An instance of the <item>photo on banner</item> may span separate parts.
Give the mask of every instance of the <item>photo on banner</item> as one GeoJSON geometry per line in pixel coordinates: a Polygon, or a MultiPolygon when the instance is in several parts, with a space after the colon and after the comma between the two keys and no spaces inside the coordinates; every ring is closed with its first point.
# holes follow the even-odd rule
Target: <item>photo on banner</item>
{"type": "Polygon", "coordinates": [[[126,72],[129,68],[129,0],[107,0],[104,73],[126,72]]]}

★ ★ ★ ★ ★ ★ ★

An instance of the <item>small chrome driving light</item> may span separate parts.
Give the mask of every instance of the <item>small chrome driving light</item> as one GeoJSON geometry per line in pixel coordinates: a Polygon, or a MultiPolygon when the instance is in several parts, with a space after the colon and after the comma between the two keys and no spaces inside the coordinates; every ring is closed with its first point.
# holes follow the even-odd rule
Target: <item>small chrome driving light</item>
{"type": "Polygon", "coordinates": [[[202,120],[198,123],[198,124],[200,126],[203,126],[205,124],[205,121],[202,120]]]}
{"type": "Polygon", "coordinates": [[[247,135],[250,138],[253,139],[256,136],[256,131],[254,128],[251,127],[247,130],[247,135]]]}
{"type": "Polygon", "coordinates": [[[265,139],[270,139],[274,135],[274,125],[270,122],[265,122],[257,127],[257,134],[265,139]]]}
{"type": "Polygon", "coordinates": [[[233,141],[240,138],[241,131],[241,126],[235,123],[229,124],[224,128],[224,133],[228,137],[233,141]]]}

★ ★ ★ ★ ★ ★ ★

[Required work]: Please filter the entries above down to the lines that contain the string "GeoJSON" (case counts), and copy each of those lines unchanged.

[Complete output]:
Give the mask of every instance of the <item>photo on banner</item> as one GeoJSON geometry per line in pixel coordinates: a Polygon, or a MultiPolygon when the instance is in several parts, with a space after the colon and after the comma between the two keys and no spaces inside the coordinates; every ring is closed with its first point.
Give the mask of every instance of the <item>small chrome driving light</item> as one GeoJSON geometry per line in pixel coordinates: a Polygon, or a MultiPolygon when the instance is in several parts, with a space after the colon and after the comma between the two keys and no spaces inside the coordinates; every ring is closed with its first point.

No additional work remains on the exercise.